• [WHAT IS EXPECTED]
Print each entry verbatim.

** Opening PROVIDED MATERIAL block **

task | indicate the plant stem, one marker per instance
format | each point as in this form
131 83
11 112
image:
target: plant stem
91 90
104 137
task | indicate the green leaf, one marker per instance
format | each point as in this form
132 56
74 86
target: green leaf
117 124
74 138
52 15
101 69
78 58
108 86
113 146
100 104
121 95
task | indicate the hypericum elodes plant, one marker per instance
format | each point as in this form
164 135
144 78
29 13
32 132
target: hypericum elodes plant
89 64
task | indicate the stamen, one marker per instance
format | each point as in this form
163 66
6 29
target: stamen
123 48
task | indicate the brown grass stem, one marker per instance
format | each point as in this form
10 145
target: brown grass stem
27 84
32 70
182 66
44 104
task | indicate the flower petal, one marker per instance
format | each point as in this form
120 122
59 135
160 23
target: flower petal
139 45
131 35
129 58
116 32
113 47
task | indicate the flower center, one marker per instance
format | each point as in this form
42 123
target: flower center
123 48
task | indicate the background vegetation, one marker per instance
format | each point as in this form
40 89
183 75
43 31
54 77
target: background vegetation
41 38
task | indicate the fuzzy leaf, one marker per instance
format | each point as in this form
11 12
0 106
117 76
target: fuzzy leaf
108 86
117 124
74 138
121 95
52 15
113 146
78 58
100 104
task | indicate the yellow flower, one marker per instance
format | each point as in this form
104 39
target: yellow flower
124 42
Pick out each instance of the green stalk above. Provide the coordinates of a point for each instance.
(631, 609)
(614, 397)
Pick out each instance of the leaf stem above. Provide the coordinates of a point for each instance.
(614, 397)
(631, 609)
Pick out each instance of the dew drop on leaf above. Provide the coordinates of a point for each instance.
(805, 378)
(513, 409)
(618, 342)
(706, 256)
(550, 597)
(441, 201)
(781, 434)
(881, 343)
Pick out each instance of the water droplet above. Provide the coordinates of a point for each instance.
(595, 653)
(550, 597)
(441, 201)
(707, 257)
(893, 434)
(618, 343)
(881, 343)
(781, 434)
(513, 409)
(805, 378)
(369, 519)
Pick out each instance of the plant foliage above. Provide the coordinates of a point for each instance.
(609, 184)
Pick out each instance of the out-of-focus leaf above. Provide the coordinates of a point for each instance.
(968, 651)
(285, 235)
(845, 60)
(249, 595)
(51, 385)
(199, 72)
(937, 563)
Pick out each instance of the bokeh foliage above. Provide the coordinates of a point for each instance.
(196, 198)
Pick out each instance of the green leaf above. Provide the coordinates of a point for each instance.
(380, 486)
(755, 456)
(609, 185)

** Closing PROVIDED MATERIAL block **

• [COMPLETED EXERCISE]
task | indicate the plant stem, one marker per instance
format | each point as in this form
131 83
11 112
image:
target: plant stem
91 90
104 137
task | indicate the green leaf, one marker per instance
format | each point as in this form
132 56
74 86
target: green leaf
117 124
74 138
52 15
101 69
78 58
108 86
113 146
100 104
121 95
task | indicate the hypericum elodes plant, one marker per instance
format | each point as in this form
164 135
144 78
29 13
32 132
target: hypericum elodes plant
89 64
task | indicate the stamen, one marker per instance
format | each point as in this form
163 66
6 29
target: stamen
123 48
task | indicate the brown grass stem, one marker per instance
format | each point as in this form
10 145
target: brown grass stem
27 84
32 70
182 66
44 104
task | indicate the flower petal, one marker per instance
format | each point as in this form
120 122
59 135
160 23
target: flower petal
139 45
131 35
129 58
116 32
113 47
task | indicate the flower center, one marker per instance
format | each point as in this form
42 123
target: flower center
123 48
task | indicate the background vegetation, one marker per instance
format | each point as in this form
40 89
183 75
43 31
54 77
target: background vegetation
41 38
task | indicate the fuzzy leaf, one marker per instance
format | each point as in this form
11 12
0 106
117 76
target: fuzzy leaf
108 86
117 124
74 138
121 95
52 15
113 146
78 58
100 104
task | indicate the yellow flower, one marker per instance
format | each point as in this form
104 39
target: yellow flower
124 42
Pick out each instance of the green stalk above. Provide the coordinates of a point for each instance.
(631, 609)
(614, 397)
Pick out each instance of the leaf stem above. Provide the coordinates of a point for each instance.
(614, 397)
(631, 609)
Pick out each instance of the dew drop on leaf above. Provide the coordinates of a point for each instance.
(805, 378)
(513, 409)
(618, 342)
(706, 256)
(550, 597)
(441, 201)
(781, 434)
(881, 343)
Pick out each instance of the water droplet above. Provide the coordinates of a point for each instance.
(595, 653)
(550, 597)
(441, 201)
(707, 257)
(893, 434)
(618, 343)
(881, 343)
(781, 434)
(513, 409)
(805, 378)
(369, 519)
Pick out each instance of the plant foliage above. Provide the coordinates of a point for each instance.
(609, 184)
Pick out each instance of the out-of-focus leaf above. Provide the coordinates of a point for each instance.
(968, 651)
(285, 235)
(845, 60)
(249, 595)
(51, 385)
(199, 72)
(937, 563)
Pick out each instance of the bokeh foliage above. Provide the coordinates of a point for each instance.
(196, 198)
Pick out each instance of the green leaf above. Provide the coordinates of a point for each instance.
(380, 486)
(755, 456)
(609, 185)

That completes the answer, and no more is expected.